>>>>

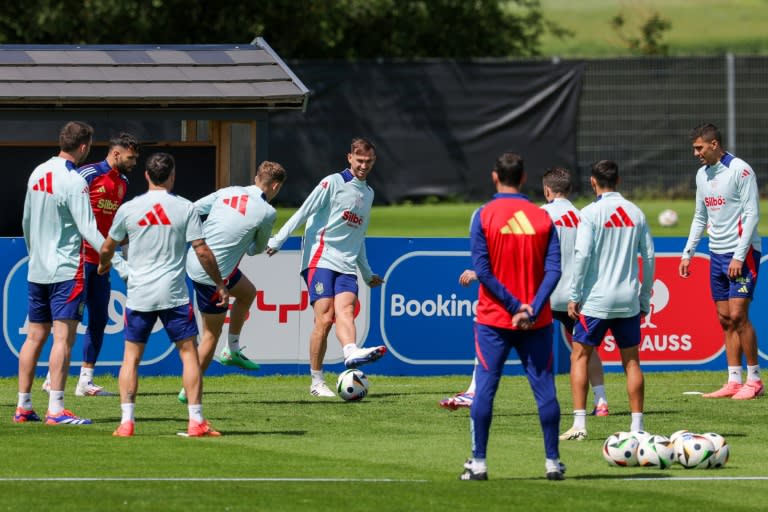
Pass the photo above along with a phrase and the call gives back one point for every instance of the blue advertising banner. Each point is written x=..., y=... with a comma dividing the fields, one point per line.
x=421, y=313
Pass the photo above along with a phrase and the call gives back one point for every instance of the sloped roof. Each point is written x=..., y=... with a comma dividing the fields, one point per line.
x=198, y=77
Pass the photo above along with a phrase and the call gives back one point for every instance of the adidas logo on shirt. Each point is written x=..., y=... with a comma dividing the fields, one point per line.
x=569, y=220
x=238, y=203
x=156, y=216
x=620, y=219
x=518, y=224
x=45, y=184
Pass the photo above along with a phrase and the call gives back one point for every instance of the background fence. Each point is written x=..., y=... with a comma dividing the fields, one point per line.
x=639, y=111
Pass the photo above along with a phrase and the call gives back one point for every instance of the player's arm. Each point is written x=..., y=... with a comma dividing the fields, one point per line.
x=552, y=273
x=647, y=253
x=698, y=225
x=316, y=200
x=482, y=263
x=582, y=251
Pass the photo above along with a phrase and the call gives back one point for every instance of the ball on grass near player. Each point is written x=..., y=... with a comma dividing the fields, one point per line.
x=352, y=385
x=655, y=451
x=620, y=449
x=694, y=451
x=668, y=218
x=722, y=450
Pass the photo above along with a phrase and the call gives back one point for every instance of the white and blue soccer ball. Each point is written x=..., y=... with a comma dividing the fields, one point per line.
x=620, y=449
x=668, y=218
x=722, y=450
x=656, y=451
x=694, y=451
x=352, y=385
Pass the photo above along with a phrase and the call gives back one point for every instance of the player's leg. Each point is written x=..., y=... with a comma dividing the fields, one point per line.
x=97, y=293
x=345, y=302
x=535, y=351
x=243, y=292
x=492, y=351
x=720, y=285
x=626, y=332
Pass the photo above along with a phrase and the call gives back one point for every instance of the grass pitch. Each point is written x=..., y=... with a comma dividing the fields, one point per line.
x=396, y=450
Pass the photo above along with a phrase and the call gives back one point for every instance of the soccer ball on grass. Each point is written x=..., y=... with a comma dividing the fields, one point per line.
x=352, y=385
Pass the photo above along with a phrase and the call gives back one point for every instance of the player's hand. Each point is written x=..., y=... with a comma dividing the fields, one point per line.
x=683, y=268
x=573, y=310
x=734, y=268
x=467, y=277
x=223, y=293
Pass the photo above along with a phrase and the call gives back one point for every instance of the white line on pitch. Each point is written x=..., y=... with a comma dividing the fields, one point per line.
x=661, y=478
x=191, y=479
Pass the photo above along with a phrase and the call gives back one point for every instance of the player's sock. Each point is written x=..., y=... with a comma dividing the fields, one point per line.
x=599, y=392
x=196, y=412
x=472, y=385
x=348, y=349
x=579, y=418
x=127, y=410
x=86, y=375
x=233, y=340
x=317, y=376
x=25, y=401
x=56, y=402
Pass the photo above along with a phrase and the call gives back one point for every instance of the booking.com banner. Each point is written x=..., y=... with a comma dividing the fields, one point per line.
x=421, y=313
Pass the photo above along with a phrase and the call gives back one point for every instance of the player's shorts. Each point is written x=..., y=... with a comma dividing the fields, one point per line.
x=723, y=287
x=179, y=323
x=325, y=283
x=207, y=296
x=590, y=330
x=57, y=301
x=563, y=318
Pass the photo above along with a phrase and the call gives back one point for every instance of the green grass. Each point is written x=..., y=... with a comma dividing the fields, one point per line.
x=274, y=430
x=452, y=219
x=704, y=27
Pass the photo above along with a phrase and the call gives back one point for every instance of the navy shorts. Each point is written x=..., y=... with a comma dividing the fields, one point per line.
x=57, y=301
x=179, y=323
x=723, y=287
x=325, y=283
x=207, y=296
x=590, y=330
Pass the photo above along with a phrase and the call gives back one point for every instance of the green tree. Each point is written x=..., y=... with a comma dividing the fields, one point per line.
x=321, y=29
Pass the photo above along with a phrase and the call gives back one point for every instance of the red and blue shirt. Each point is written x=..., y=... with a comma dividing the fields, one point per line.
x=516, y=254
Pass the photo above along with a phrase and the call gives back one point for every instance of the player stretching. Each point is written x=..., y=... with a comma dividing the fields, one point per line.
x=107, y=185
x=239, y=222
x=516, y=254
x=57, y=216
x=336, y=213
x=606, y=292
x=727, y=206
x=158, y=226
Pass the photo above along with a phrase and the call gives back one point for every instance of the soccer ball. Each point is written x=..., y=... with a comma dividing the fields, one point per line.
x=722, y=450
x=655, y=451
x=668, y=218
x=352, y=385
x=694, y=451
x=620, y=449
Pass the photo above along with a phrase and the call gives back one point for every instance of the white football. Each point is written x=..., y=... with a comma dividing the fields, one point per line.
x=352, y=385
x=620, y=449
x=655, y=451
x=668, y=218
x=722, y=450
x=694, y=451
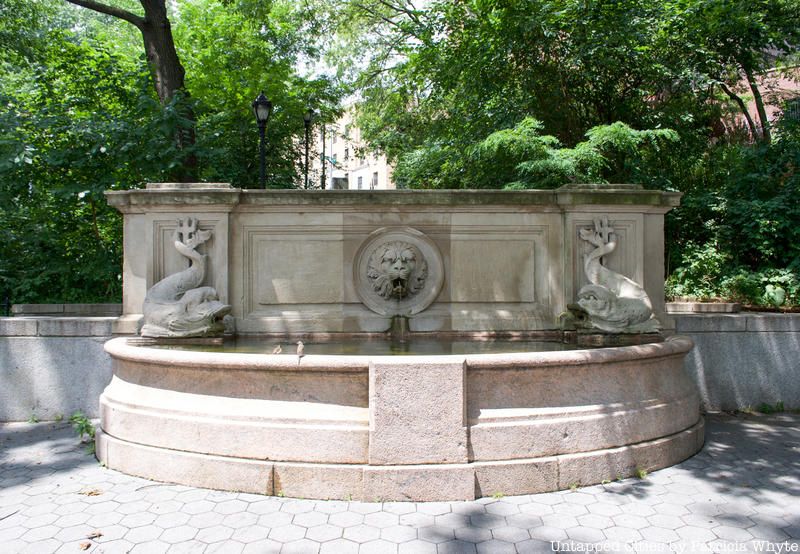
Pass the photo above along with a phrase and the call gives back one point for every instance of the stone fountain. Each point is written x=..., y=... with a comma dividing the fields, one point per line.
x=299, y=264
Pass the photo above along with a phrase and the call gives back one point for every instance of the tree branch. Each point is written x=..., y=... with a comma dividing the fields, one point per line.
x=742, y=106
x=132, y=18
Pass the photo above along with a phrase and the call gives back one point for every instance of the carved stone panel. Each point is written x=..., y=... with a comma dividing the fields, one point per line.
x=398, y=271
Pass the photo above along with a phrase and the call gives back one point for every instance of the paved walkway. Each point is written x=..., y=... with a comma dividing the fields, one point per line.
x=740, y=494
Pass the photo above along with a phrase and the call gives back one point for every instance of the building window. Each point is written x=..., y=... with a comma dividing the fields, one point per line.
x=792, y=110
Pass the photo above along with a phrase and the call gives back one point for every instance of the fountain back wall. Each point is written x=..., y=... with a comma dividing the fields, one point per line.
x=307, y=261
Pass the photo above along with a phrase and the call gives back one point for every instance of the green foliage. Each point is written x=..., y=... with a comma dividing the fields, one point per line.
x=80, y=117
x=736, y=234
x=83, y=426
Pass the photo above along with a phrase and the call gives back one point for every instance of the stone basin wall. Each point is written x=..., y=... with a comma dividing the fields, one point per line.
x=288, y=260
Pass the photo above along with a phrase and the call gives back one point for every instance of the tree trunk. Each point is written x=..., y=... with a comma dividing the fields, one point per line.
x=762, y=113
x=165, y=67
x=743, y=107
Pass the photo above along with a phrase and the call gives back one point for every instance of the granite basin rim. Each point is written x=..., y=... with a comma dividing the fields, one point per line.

<<<<

Task to carry out -> Can you put every line of the items above into a numbered list, skipping any blank lines and leaving the pictures out?

In response ->
1. Pass the photo above along with a phrase and the call gives back one point for every instance of the blue advertising banner. Each point is written x=..., y=... with a comma dividing the fields, one point per line.
2. x=421, y=313
3. Pass the photo above along with a phrase and the call gives back one point for every instance of the sloped roof. Each point is written x=..., y=... with a comma dividing the fields, one point per line.
4. x=198, y=77
5. Pass the photo above along with a phrase and the call gives back one point for every instance of the adidas logo on shirt. Each point is written x=..., y=... with a comma dividing the fields, one point per line.
6. x=569, y=220
7. x=238, y=203
8. x=156, y=216
9. x=620, y=219
10. x=518, y=224
11. x=45, y=184
12. Pass the photo above along with a phrase and the call gives back one point for every instance of the background fence. Each point is written x=..., y=... with a comma dividing the fields, one point per line.
13. x=639, y=111
14. Pass the photo above along with a phrase and the call gives back one point for every instance of the player's arm. Each point is written x=..., y=... with a comma dividing the fields, one point per line.
15. x=552, y=273
16. x=647, y=253
17. x=698, y=225
18. x=316, y=200
19. x=482, y=263
20. x=582, y=251
21. Pass the photo above along with a phrase and the call gives back one point for every instance of the ball on grass near player. Each point is written x=..., y=... with a comma dividing the fields, one point per line.
22. x=352, y=385
23. x=655, y=451
24. x=620, y=449
25. x=694, y=451
26. x=668, y=218
27. x=722, y=450
28. Pass the photo above along with a phrase and the call gives back one point for every instance of the white and blue soccer ball. Each point is written x=..., y=... with a comma dividing the fields, one point per line.
29. x=620, y=449
30. x=668, y=218
31. x=722, y=450
32. x=656, y=451
33. x=694, y=451
34. x=352, y=385
35. Pass the photo above along with a phrase and the call gives back one point for every instance of the player's leg. Each point is written x=..., y=... with a comma dividing the fields, one point per line.
36. x=97, y=293
37. x=345, y=302
38. x=535, y=351
39. x=243, y=292
40. x=492, y=351
41. x=720, y=285
42. x=626, y=332
43. Pass the photo above along with a phrase and the call gives back one point for every instance of the grass pitch. Each point is written x=..., y=... with a comma dividing the fields, one point per line.
44. x=396, y=450
45. Pass the photo above along with a phrase and the call gives back one point for every instance of the soccer ball on grass. Each point is written x=..., y=... with a comma dividing the fields, one point per line.
46. x=352, y=385
47. Pass the photo above along with a phrase and the call gives back one point for every instance of the player's hand. Each point is written x=..., y=... with a comma dividing the fields, one point per line.
48. x=683, y=268
49. x=573, y=310
50. x=734, y=268
51. x=467, y=277
52. x=223, y=293
53. Pass the photo above along with a phrase and the call gives back one point for every instance of the white line on pitch. Each point is written x=..., y=... with a comma dividing the fields, one point per line.
54. x=661, y=478
55. x=191, y=479
56. Pass the photo above along with a phrase and the call gives back one point for every instance of the player's sock. Each point is written x=..., y=... with a comma dividing the fields, one point per line.
57. x=599, y=392
58. x=196, y=412
59. x=472, y=385
60. x=348, y=349
61. x=579, y=418
62. x=127, y=410
63. x=86, y=375
64. x=233, y=340
65. x=317, y=376
66. x=25, y=401
67. x=56, y=402
68. Pass the photo above along with a phrase and the call gives back one point for every instance of the booking.com banner. Each point is written x=..., y=... with a comma dividing the fields, one point per line.
69. x=421, y=313
70. Pass the photo above along with a phrase and the call gives back one point for every instance of the player's shorts. Each point is written x=..., y=... with a comma dividing the fields, one point per line.
71. x=723, y=287
72. x=179, y=323
73. x=325, y=283
74. x=207, y=296
75. x=590, y=330
76. x=57, y=301
77. x=563, y=318
78. Pass the photo above along with a phrase and the call gives back one point for every instance of the green grass. Each point is written x=..., y=... with a comma dividing the fields, one point per line.
79. x=274, y=430
80. x=452, y=219
81. x=704, y=27
82. Pass the photo above along with a phrase and the call gives back one point for every instance of the navy shorts. Each point is written x=..., y=... with a comma dividing the fields, one point per line.
83. x=57, y=301
84. x=179, y=323
85. x=723, y=287
86. x=325, y=283
87. x=207, y=296
88. x=590, y=330
89. Pass the photo above along with a phrase and the call gives back one point for every instance of the green tree. Each point is written x=..., y=... with a comma dividing the fields, one point per line.
90. x=321, y=29
91. Pass the photo above along with a phrase and the call gives back one point for every instance of the red and blue shirt. Each point is written x=..., y=... with a comma dividing the fields, one point per line.
92. x=516, y=254
93. Pass the photo above along with a phrase and the call gives back one point for every instance of the player stretching. Each point is written x=..., y=... with a comma dividing the fields, one point per line.
94. x=107, y=185
95. x=239, y=222
96. x=516, y=254
97. x=57, y=216
98. x=336, y=213
99. x=606, y=292
100. x=727, y=206
101. x=158, y=226
102. Pass the photo above along with a phrase and the call gives back one point for every instance of the soccer ball. Each point is written x=..., y=... with a comma dividing the fields, one point per line.
103. x=722, y=450
104. x=655, y=451
105. x=668, y=218
106. x=352, y=385
107. x=694, y=451
108. x=620, y=449
109. Pass the photo above along with a phrase and the call gives back one point for every instance of the white football. Each point is written x=..., y=... with a comma dividing the fields, one point per line.
110. x=352, y=385
111. x=620, y=449
112. x=655, y=451
113. x=668, y=218
114. x=722, y=450
115. x=694, y=451
116. Pass the photo above along with a phrase and the call gives back one point for every instance of the stone fountain. Each point is written x=..., y=... with a comma dividing the fields, one point per line.
117. x=299, y=264
118. Pass the photo above along with a phrase and the call gives back one point for every instance of the tree branch. Each point is written x=..., y=... with a comma dividing the fields, one point per line.
119. x=742, y=106
120. x=132, y=18
121. Pass the photo above along with a phrase and the call gives back one point for every instance of the carved stone panel. Each point is written x=..., y=... with a comma dividing the fields, one point per line.
122. x=398, y=271
123. Pass the photo above along with a phrase and the call gives back one point for every instance of the paved walkway. Each point is written x=..., y=... with a comma dividing the fields, one point per line.
124. x=740, y=494
125. Pass the photo above along with a phrase and the call gives back one point for every instance of the building window. Each point is written x=..., y=... with a comma dividing the fields, one point per line.
126. x=792, y=110
127. Pass the photo above along with a phrase and the call gives back one point for every instance of the fountain back wall. Each point is written x=..., y=... with a comma dividing the fields, one point per line.
128. x=307, y=261
129. Pass the photo above along with a phrase and the call gives back one point for every instance of the green foliage. Each point is written x=..., y=... with a comma dividing the fields, one point per line.
130. x=80, y=117
131. x=736, y=234
132. x=83, y=426
133. Pass the photo above along with a phrase and the call gives back one point for every instance of the stone basin wall. Each point is written x=..., y=... with a comma dividing the fields, one point per line.
134. x=288, y=260
135. Pass the photo above along with a phrase and the call gives back one point for every instance of the tree trunk. Each point is written x=..., y=... with a comma dividing the fields, one point per line.
136. x=762, y=113
137. x=165, y=67
138. x=743, y=107
139. Pass the photo above along with a phrase and the call gives back one point for every instance of the granite basin rim. Each point is written x=..., y=... with a comma dividing the fields, one point per line.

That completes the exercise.